---------- Data for processing ----------

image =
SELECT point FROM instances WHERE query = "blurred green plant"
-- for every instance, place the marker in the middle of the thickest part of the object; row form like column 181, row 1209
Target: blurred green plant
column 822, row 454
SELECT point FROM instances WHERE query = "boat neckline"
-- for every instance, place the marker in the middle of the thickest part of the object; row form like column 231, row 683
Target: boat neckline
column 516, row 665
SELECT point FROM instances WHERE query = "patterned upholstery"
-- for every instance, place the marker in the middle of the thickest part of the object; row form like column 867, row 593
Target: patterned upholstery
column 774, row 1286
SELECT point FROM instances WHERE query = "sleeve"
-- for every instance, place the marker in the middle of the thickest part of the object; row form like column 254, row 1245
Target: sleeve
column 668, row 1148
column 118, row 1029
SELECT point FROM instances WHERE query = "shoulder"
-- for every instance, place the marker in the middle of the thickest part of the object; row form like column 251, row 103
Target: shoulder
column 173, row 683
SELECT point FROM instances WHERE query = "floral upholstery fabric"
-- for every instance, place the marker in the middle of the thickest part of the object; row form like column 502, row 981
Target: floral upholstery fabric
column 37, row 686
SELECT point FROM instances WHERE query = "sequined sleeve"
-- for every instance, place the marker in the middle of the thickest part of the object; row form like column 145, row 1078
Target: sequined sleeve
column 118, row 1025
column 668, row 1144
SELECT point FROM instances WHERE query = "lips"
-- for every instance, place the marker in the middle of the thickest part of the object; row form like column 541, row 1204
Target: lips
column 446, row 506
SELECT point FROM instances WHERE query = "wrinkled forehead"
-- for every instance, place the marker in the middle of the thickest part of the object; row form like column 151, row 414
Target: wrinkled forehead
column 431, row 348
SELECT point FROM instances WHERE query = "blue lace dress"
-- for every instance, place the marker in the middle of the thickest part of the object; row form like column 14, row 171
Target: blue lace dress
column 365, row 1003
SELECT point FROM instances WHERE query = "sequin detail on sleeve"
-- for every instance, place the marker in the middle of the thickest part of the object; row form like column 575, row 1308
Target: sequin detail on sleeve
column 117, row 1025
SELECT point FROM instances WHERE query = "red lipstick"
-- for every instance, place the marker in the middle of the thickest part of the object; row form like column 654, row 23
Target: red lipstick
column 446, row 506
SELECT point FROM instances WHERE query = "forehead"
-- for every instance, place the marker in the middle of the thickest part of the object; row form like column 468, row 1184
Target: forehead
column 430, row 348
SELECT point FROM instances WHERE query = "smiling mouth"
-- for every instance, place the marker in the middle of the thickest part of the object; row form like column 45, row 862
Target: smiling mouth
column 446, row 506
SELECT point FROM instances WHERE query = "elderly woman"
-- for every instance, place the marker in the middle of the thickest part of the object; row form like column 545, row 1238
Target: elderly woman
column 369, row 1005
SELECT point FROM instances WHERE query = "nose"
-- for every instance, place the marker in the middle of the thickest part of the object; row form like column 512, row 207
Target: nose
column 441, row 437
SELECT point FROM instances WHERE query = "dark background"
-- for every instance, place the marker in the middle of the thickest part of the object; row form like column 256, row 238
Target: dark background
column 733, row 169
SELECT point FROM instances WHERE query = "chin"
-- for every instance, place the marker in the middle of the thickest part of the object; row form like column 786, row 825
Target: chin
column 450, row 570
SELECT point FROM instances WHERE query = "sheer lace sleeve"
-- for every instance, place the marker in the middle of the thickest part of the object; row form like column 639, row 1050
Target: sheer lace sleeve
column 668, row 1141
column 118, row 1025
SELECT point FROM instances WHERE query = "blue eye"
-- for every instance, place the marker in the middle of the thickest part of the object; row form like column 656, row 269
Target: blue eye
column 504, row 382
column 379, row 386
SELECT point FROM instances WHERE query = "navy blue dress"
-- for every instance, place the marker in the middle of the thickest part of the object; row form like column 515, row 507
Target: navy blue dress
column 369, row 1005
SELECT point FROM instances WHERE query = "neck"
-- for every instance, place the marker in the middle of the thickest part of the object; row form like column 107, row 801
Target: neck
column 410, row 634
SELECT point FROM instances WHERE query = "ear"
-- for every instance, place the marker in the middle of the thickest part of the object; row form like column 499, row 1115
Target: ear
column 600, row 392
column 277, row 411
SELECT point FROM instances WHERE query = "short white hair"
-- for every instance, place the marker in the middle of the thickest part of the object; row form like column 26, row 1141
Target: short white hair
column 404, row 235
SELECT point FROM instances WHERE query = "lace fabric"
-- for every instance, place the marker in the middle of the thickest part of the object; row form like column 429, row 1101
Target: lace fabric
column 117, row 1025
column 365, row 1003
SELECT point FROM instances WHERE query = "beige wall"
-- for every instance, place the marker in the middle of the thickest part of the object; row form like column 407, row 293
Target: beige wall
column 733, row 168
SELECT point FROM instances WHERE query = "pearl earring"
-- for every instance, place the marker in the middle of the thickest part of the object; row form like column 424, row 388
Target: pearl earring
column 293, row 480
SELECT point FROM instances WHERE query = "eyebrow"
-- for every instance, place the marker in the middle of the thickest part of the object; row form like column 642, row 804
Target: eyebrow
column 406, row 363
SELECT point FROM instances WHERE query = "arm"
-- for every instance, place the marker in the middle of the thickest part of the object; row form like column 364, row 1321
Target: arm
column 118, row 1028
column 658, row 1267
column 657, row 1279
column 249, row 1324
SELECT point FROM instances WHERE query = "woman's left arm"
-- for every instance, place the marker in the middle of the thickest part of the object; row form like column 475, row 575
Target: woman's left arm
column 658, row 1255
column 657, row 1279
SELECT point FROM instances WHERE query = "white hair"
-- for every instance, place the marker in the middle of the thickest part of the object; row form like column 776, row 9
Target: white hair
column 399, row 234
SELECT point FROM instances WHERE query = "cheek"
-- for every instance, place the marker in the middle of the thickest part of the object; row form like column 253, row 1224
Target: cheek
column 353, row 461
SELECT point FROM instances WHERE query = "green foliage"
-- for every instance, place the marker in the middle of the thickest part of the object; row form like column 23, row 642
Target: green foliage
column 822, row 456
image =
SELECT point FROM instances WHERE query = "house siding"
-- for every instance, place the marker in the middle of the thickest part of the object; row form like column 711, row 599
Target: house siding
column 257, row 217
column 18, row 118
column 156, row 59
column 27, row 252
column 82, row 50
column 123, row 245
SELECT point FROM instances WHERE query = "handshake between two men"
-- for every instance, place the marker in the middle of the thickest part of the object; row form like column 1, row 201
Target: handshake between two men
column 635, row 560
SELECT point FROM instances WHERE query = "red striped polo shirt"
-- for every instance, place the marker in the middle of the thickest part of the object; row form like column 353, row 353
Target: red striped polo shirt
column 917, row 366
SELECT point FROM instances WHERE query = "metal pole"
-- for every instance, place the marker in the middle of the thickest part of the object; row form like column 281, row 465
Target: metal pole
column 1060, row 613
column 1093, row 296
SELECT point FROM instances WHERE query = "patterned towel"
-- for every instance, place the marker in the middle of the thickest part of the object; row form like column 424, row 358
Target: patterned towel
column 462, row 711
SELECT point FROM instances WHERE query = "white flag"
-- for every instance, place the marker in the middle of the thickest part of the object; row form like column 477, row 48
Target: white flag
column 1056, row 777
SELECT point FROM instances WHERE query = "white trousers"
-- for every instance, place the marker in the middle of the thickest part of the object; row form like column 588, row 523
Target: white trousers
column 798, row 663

----------

● **Task goal**
Locate "Target: white flag" in the data above. Then repeat, exactly, its line and each line after it through the last, adding nothing.

● **Answer box**
Target: white flag
column 1056, row 777
SELECT point FROM instances WHERE query = "white trousers"
-- for every instance, place the marker in the middle of the thickest part of the object; row form like column 588, row 523
Target: white trousers
column 798, row 663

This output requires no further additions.